▸ **Exercise details**
Could you output every line of the listing below, unchanged and in the same order?

[Named-object pointing records]
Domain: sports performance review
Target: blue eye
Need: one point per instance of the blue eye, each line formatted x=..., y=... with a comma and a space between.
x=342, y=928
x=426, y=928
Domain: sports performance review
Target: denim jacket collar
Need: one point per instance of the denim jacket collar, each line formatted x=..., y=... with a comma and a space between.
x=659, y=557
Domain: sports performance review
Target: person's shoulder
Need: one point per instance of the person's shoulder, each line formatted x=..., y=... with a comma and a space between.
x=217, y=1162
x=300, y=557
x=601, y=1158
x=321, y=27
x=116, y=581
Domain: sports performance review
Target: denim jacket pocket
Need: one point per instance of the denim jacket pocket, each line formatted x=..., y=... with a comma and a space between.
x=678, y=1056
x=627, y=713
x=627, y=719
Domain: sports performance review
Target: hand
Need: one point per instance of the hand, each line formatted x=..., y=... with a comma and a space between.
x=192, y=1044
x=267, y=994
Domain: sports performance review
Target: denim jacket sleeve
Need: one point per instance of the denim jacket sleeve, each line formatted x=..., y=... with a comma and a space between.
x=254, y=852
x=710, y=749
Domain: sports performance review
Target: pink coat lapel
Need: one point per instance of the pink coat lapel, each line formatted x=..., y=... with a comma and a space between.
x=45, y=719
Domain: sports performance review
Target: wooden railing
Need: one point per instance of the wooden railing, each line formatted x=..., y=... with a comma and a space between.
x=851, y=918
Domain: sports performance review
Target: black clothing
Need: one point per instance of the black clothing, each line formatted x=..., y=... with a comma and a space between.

▸ **Answer**
Domain: sports performance review
Target: blue eye
Need: one point per instance of the blue eye, each line formatted x=..., y=... with a comma and a space between.
x=342, y=928
x=426, y=928
Domain: sports performance review
Target: denim jacket collar
Need: one point per instance of the denim jacket collar, each line formatted x=..., y=... with a comma and a space between.
x=659, y=557
Domain: sports performance review
Target: person's shoulder
Need: one point per instance of the person's shoulder, each line formatted x=..., y=... with a comma and a space between.
x=217, y=1162
x=300, y=557
x=601, y=1158
x=321, y=27
x=116, y=581
Domain: sports performance review
Target: denim jacket pocket
Need: one point per instance of the denim jacket pocket, each line formatted x=..., y=... with a comma and a space between.
x=678, y=1056
x=627, y=713
x=627, y=719
Domain: sports performance review
Target: hand
Need: one point per instance of the hand, each line formatted x=..., y=... with a comma and a space between.
x=192, y=1044
x=267, y=994
Domain: sports performance review
Target: denim jacket sleeve
Need: one point per instance of the denim jacket sleeve, each line formatted x=..., y=... with a comma and a space between.
x=254, y=852
x=710, y=749
Domain: sports performance review
Target: pink coat lapel
Need: one point per instance of the pink coat lapel, each line formatted x=..., y=... with a comma and a space between.
x=45, y=719
Domain: sports performance review
Target: wooden railing
Need: one point per instance of the wooden railing, each line formatted x=..., y=... with a comma and a space between.
x=851, y=918
Domain: sports performance review
Target: black clothing
Need: one point per instance of the black clothing, each line formatted x=..., y=... with a comma and a space between.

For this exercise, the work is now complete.